-- Records from a data source --
— start —
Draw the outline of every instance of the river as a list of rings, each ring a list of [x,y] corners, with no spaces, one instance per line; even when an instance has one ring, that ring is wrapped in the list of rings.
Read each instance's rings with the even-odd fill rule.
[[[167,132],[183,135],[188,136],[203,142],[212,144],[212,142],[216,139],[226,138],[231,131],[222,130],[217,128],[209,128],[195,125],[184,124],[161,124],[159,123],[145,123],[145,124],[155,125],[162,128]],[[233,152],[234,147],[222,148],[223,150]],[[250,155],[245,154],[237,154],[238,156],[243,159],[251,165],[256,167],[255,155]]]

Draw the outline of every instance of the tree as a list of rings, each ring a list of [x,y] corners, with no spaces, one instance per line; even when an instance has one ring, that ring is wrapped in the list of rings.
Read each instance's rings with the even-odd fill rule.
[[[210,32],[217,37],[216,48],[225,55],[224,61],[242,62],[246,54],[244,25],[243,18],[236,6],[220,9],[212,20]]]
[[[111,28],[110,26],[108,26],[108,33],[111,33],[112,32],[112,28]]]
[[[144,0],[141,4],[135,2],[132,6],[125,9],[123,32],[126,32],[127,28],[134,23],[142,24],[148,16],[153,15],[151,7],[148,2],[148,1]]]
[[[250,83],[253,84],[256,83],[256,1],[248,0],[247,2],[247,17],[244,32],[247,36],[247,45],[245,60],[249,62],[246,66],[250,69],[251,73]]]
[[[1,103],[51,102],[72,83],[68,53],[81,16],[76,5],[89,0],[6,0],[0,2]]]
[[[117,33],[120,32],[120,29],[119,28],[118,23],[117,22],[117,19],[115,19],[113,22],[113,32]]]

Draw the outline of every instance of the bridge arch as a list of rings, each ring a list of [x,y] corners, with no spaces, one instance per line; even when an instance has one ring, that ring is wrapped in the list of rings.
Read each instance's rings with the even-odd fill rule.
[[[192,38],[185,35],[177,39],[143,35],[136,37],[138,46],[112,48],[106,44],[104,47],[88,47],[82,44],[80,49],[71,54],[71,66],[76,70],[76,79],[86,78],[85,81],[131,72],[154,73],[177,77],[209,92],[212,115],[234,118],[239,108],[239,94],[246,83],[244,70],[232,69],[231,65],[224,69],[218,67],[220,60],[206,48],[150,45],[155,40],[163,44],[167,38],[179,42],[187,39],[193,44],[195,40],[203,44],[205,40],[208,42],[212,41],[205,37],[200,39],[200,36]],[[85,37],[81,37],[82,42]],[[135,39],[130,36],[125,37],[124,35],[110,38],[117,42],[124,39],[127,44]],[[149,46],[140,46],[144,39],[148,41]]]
— end —
-- Aim of the task --
Print the listing above in its entirety, with every line exact.

-- Solution to this exercise --
Draw the outline of every instance of the river as a list of rings, each ring a list of [x,y] corners, with no spaces, one instance per line; even when an instance has one ring, that ring is wrapped in the list of rings.
Read each instance's rings with the even-odd fill rule.
[[[167,132],[183,135],[188,136],[203,142],[212,144],[212,142],[216,139],[226,138],[231,131],[222,130],[217,128],[209,128],[195,125],[184,124],[161,124],[159,123],[145,123],[145,124],[155,125],[162,128]],[[233,152],[234,147],[222,148],[223,150]],[[250,155],[245,154],[237,154],[238,156],[243,159],[251,165],[256,167],[255,155]]]

Draw the outline of every instance of the tree as a list of rings, each ring a list of [x,y] corners, with no spaces, one instance per line; even when an instance has one ring, that ring is wrapped in the list of rings.
Read each instance's rings with the even-odd fill rule.
[[[210,32],[217,37],[216,48],[225,55],[224,61],[242,62],[246,54],[244,25],[243,18],[236,6],[220,9],[212,20]]]
[[[111,28],[110,26],[108,26],[108,33],[111,33],[112,32],[112,28]]]
[[[144,0],[141,4],[135,2],[132,6],[125,9],[123,32],[126,32],[127,28],[134,23],[142,24],[148,16],[153,15],[151,7],[148,2],[148,1]]]
[[[250,83],[253,84],[256,83],[256,1],[248,0],[247,2],[247,17],[244,32],[247,36],[247,45],[245,60],[249,62],[246,66],[250,69],[251,73]]]
[[[1,103],[51,102],[72,83],[68,53],[81,16],[76,5],[89,0],[6,0],[0,2]]]
[[[117,33],[120,32],[120,29],[119,28],[118,23],[117,22],[117,19],[115,19],[113,22],[113,32]]]

Draw the outline of every instance of the bridge arch as a list of rings, each ring a list of [x,y] corners, with no spaces, one instance per line; even when an instance has one ring, that ring is wrapped in the list of rings.
Read each instance's rings with the even-odd fill rule.
[[[192,38],[185,35],[177,39],[143,35],[136,37],[138,46],[112,48],[106,44],[104,47],[88,47],[82,44],[80,49],[71,54],[71,66],[76,70],[76,79],[86,78],[85,81],[131,72],[154,73],[177,77],[209,92],[212,115],[234,118],[239,108],[239,94],[246,83],[244,70],[232,69],[231,65],[224,69],[218,67],[220,60],[206,48],[150,45],[155,40],[163,44],[167,38],[179,42],[187,39],[193,44],[195,40],[203,44],[205,40],[208,42],[212,41],[205,37],[200,39],[200,36]],[[85,37],[81,37],[82,42]],[[135,39],[130,36],[125,37],[124,35],[110,38],[117,42],[124,39],[127,44]],[[149,46],[140,46],[144,39],[148,41]]]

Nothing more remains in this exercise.